PASSAGE TO READ:
-- Opening Marker --
Later, we read in 1 Samuel chapter 8 that the people of God,
who have been cared for by God sending them ad hoc leadership as necessary (in the
Bible called judges), see that Samuel is grown old, his sons do not follow in
the ways of God, and they suddenly demand to have a king like the other nations,
not trusting God to provide a new leader. Mistakenly they believe that such a
king will not only govern them, but “will go out before us and fight our
battles.” Samuel petitions God on their behalf. God points out that contrary to
their belief what will really happen is that such a king will conscript their sons
to fight his battles, not theirs; he will take your daughters to be perfumers,
bakers and cooks; he will take the best of all your produce and land for
himself; and take all your servants and animals for himself; and you will cry
out, and I will not answer you in that day. But the people insist and
petulantly demand a king, and so it is they get Saul, who is endlessly problematic.
Then come David and his sons, and it turns out just as the Lord had said. Solomon
represents the consolidation of all the goods of the kingdom to support him and
his household, and under his son Rehoboham the people revolt. The Second Fall. Believing
that kings can save you. You still have to fight your own battles.
-- Closing Marker --
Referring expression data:
-- Opening Marker --
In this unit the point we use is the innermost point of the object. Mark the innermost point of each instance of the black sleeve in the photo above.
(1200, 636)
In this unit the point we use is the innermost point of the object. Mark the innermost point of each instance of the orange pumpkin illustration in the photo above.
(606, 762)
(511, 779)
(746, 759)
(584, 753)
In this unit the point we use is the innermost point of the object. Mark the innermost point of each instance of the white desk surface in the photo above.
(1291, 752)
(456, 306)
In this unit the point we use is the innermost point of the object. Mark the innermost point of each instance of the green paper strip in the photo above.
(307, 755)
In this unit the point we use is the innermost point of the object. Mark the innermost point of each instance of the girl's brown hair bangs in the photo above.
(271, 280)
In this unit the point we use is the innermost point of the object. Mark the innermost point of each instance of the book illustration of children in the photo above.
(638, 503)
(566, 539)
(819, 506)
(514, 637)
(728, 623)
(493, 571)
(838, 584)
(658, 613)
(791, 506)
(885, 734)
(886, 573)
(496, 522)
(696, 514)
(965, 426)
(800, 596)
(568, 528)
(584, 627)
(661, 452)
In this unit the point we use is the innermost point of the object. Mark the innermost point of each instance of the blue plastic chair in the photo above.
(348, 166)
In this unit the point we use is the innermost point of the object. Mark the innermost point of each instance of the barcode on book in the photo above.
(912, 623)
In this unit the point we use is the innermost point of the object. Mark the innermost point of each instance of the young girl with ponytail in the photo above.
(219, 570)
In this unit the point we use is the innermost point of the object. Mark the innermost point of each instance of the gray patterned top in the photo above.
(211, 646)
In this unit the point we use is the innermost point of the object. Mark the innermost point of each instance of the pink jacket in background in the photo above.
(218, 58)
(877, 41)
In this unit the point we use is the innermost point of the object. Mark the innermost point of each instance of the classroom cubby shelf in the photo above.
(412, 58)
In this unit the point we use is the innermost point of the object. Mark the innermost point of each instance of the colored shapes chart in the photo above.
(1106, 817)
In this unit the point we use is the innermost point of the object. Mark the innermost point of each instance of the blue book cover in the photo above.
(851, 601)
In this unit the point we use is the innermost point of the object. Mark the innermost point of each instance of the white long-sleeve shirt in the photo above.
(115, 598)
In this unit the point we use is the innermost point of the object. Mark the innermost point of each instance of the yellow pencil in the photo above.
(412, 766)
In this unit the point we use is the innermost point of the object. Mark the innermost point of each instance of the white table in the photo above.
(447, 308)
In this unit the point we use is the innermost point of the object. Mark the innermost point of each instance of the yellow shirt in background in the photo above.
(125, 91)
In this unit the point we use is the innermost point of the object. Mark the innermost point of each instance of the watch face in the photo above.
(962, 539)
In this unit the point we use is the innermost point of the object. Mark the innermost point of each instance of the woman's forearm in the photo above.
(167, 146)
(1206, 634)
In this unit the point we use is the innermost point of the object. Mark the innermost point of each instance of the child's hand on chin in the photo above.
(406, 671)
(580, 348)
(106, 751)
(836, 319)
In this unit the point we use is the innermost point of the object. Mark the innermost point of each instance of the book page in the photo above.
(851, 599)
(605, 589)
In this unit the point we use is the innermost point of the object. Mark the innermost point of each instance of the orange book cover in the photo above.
-- Closing Marker --
WHAT YOU NEED TO DO: Extend the passage about Israel's demand for a king in 1 Samuel 8, picking up right after its final sentence.

RESPONSE BOX:
Finally, suggests Dozier, nearly three hundred years after
Jesus, Jesus who tries desperately and compassionately to return the people to
the Dream and the Way of God, the people of God make the choice to embrace the
Emperor Constantine and become the Empire. Which is a choice against the “uncertainty,
the freedom and the risk of trusting God.” It was bad enough that the Jesus
movement became an institution like the church, but now it had become the very
Empire and a kingdom like all others, instead of the alternative to such
Empires stretching all the way back to the days of Egypt, Assyria, Babylon,
Greece and now Rome, the very empire that had persecuted the followers of God
and Jesus in the first place. The Third Fall.
To this day the church struggles to recover any semblance of
the Jesus Movement. It is wise of our current Presiding Bishop to speak more
about our being the Jesus Movement than he does of “the church.” As her book
continues, Dozier rightly critiques much of what the church became and remains:
an institution devoted more to maintenance of its existence than a movement
away from earthly kingdoms, repentance and a return to the Dream of God and God’s
ways. She sees our baptism as our calling as those chosen for God’s purposes; “that
the dream of God for a new creation may be realized. God has paid us the high
compliment of calling us to be coworkers with our Creator, a compliment so awesome
that we have fled from it and taken refuge in the church. God does not need
such an institution. ‘Destroy this temple,’ Jesus said, ‘and I will rebuild it
in three days.’ The institution is replaceable. The living body of God’s people
is not.”
Where are we? What this remarkable woman saw as we have it
in the stories in our Bible is that we are called to a possibility “other than
the kingdoms of the world.” She recognizes that we do need what she calls “resting
places where the story is treasured and passed on in liturgy and education.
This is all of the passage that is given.